[Start of EXCERPTED DATA]

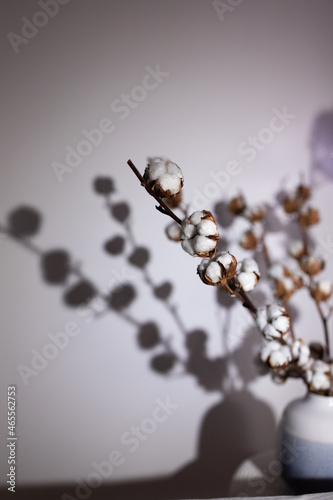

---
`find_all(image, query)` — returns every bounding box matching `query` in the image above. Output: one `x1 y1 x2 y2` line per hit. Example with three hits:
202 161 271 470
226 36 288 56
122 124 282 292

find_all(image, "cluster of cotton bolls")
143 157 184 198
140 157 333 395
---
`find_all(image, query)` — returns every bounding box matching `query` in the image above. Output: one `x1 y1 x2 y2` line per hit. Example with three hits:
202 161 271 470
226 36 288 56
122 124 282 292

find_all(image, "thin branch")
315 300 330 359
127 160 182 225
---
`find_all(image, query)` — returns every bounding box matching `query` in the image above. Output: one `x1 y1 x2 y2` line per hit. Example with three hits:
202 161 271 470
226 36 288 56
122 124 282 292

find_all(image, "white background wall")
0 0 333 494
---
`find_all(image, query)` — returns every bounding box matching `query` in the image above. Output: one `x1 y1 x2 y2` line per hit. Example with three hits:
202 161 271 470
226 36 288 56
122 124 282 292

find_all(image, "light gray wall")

[End of EXCERPTED DATA]
[Start of EXCERPTED DATA]

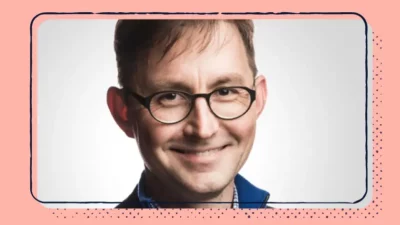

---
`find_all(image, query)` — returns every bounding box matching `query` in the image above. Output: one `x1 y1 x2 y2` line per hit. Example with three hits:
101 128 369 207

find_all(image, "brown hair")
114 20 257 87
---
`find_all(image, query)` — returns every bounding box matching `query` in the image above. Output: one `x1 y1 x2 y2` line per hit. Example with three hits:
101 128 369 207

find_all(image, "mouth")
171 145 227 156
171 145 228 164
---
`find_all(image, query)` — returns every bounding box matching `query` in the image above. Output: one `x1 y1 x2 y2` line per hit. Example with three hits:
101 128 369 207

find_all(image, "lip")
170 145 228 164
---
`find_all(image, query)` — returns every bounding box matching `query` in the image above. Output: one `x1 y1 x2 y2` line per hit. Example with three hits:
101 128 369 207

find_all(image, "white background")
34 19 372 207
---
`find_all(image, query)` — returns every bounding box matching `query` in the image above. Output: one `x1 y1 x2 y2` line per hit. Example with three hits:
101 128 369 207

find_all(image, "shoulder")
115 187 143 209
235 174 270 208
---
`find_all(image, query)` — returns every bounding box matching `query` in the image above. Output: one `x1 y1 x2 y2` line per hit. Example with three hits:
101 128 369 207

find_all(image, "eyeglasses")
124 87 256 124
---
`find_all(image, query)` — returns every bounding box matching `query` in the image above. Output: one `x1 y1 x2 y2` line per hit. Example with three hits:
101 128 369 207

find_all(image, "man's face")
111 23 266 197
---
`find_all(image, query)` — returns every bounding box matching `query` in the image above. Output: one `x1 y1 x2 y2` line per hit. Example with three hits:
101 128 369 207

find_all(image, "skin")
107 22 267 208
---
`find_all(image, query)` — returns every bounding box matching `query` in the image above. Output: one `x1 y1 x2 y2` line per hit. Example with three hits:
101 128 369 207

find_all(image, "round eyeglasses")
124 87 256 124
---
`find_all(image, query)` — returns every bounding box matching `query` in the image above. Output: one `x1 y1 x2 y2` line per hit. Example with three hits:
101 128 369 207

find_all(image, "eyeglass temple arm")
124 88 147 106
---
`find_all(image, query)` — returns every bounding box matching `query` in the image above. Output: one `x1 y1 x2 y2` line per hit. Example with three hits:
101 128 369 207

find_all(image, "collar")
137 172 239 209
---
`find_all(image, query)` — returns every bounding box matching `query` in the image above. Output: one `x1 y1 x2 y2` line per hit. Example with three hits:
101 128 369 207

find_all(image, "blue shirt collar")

[End of EXCERPTED DATA]

EXERCISE REQUIREMENTS
How many lines above contain the string "white"? Reply with only the number.

TASK SOLUTION
2